■ **EXERCISE REQUIREMENTS**: How many lines in the data below contain the string "palm", with case counting? Reply with the number only.

■ **Lines of data**:
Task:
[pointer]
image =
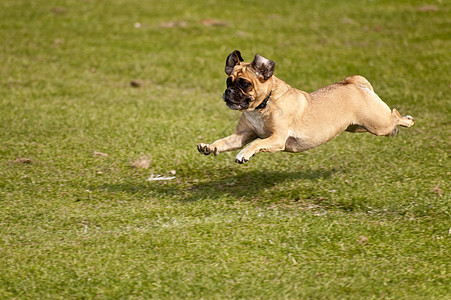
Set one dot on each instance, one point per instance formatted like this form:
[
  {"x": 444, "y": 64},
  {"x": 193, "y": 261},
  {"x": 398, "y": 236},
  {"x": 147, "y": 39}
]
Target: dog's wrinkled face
[{"x": 245, "y": 81}]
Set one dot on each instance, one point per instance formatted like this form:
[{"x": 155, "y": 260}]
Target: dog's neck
[{"x": 263, "y": 104}]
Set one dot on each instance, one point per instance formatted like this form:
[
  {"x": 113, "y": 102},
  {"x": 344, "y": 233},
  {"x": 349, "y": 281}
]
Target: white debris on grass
[{"x": 159, "y": 177}]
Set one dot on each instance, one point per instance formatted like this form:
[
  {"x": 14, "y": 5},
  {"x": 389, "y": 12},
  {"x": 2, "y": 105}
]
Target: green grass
[{"x": 360, "y": 217}]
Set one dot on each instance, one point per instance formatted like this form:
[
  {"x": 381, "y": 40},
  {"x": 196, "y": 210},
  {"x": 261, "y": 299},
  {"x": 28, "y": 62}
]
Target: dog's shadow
[{"x": 243, "y": 183}]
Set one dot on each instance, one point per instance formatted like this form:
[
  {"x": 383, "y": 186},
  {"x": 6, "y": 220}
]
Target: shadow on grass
[{"x": 244, "y": 183}]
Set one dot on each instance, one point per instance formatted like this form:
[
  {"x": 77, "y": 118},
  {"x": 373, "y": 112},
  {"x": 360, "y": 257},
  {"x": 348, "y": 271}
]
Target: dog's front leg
[
  {"x": 274, "y": 143},
  {"x": 230, "y": 143}
]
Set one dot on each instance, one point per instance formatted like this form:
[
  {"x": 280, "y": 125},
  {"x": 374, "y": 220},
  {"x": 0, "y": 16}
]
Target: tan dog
[{"x": 277, "y": 117}]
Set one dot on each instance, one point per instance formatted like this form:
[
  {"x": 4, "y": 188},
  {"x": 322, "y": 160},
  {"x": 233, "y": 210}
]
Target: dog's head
[{"x": 248, "y": 84}]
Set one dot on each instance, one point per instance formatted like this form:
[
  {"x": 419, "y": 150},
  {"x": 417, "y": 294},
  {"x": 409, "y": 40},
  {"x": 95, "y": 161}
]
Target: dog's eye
[{"x": 243, "y": 83}]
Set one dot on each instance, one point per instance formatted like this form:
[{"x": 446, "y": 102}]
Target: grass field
[{"x": 361, "y": 217}]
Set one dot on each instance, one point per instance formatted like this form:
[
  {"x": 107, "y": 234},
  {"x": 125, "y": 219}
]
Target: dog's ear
[
  {"x": 232, "y": 60},
  {"x": 264, "y": 67}
]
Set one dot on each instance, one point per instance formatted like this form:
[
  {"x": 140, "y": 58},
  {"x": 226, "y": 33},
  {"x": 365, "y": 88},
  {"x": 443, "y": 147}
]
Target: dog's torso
[
  {"x": 310, "y": 119},
  {"x": 277, "y": 117}
]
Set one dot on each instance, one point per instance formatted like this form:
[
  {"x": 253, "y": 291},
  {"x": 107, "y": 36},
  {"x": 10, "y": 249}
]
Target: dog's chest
[{"x": 257, "y": 122}]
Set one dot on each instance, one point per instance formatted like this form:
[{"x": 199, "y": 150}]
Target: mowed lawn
[{"x": 90, "y": 88}]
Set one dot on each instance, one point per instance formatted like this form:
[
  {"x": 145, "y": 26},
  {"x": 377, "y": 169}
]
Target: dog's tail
[{"x": 360, "y": 81}]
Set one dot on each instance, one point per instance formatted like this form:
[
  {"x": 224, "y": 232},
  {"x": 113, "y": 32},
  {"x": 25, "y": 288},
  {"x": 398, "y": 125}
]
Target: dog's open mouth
[{"x": 237, "y": 106}]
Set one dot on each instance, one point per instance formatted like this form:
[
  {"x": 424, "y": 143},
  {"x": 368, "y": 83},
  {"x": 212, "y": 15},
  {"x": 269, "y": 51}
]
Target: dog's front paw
[
  {"x": 241, "y": 159},
  {"x": 207, "y": 149}
]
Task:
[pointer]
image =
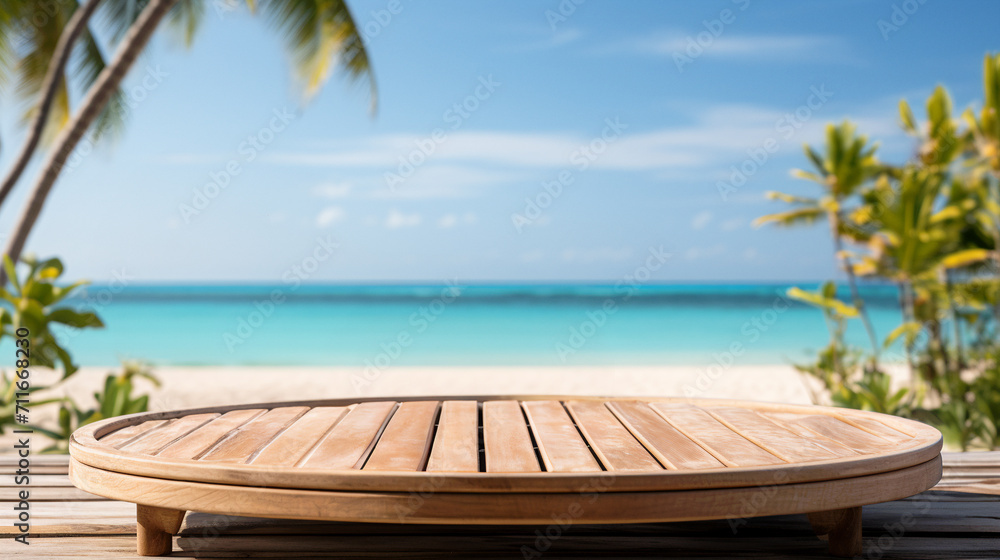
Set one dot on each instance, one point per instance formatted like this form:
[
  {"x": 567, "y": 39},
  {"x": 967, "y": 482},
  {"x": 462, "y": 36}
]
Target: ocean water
[{"x": 457, "y": 325}]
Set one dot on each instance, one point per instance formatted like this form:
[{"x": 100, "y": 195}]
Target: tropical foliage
[
  {"x": 34, "y": 301},
  {"x": 931, "y": 227}
]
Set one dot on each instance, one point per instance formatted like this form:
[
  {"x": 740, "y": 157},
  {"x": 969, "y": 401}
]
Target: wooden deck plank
[
  {"x": 406, "y": 441},
  {"x": 769, "y": 435},
  {"x": 666, "y": 443},
  {"x": 880, "y": 429},
  {"x": 120, "y": 437},
  {"x": 297, "y": 440},
  {"x": 202, "y": 439},
  {"x": 727, "y": 446},
  {"x": 506, "y": 439},
  {"x": 936, "y": 526},
  {"x": 240, "y": 445},
  {"x": 456, "y": 444},
  {"x": 831, "y": 428},
  {"x": 832, "y": 446},
  {"x": 153, "y": 440},
  {"x": 350, "y": 441},
  {"x": 613, "y": 444},
  {"x": 559, "y": 442}
]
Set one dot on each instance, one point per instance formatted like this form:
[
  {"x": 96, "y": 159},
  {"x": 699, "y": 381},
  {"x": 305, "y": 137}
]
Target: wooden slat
[
  {"x": 829, "y": 427},
  {"x": 769, "y": 435},
  {"x": 202, "y": 439},
  {"x": 239, "y": 445},
  {"x": 506, "y": 439},
  {"x": 613, "y": 444},
  {"x": 165, "y": 434},
  {"x": 834, "y": 447},
  {"x": 128, "y": 433},
  {"x": 456, "y": 444},
  {"x": 350, "y": 441},
  {"x": 666, "y": 443},
  {"x": 727, "y": 446},
  {"x": 880, "y": 429},
  {"x": 297, "y": 440},
  {"x": 559, "y": 442},
  {"x": 406, "y": 441}
]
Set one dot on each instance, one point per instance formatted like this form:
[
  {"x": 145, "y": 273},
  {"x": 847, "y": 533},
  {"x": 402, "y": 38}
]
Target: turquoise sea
[{"x": 456, "y": 325}]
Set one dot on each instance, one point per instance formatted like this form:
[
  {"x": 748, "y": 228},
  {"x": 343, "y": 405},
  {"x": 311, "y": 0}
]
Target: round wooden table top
[{"x": 506, "y": 444}]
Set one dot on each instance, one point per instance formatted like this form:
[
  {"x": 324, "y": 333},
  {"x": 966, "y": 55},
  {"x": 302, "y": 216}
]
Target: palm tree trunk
[
  {"x": 97, "y": 97},
  {"x": 959, "y": 363},
  {"x": 50, "y": 85},
  {"x": 906, "y": 305},
  {"x": 845, "y": 264}
]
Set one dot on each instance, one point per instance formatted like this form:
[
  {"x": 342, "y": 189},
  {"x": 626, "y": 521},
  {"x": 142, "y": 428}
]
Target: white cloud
[
  {"x": 696, "y": 253},
  {"x": 534, "y": 255},
  {"x": 447, "y": 221},
  {"x": 732, "y": 224},
  {"x": 442, "y": 181},
  {"x": 333, "y": 190},
  {"x": 397, "y": 219},
  {"x": 701, "y": 220},
  {"x": 761, "y": 48},
  {"x": 451, "y": 220},
  {"x": 329, "y": 216},
  {"x": 597, "y": 254}
]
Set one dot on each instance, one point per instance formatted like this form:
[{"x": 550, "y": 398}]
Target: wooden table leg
[
  {"x": 842, "y": 527},
  {"x": 155, "y": 528}
]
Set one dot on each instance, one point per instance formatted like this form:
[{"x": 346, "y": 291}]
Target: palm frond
[
  {"x": 321, "y": 35},
  {"x": 792, "y": 217}
]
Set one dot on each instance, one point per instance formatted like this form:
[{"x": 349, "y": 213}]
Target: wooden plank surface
[
  {"x": 456, "y": 444},
  {"x": 880, "y": 429},
  {"x": 834, "y": 447},
  {"x": 293, "y": 444},
  {"x": 406, "y": 441},
  {"x": 831, "y": 428},
  {"x": 724, "y": 444},
  {"x": 239, "y": 445},
  {"x": 613, "y": 444},
  {"x": 506, "y": 439},
  {"x": 560, "y": 444},
  {"x": 666, "y": 443},
  {"x": 128, "y": 433},
  {"x": 936, "y": 525},
  {"x": 348, "y": 443},
  {"x": 156, "y": 439},
  {"x": 202, "y": 439},
  {"x": 769, "y": 435}
]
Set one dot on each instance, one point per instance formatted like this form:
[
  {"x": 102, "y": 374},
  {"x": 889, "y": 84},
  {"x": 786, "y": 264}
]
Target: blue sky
[{"x": 630, "y": 122}]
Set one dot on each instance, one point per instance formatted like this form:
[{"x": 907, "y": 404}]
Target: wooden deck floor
[{"x": 960, "y": 518}]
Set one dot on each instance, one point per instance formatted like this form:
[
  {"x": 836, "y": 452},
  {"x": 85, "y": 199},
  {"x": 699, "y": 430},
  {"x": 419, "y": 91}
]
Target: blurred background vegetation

■ **EXERCISE OUTPUT**: 2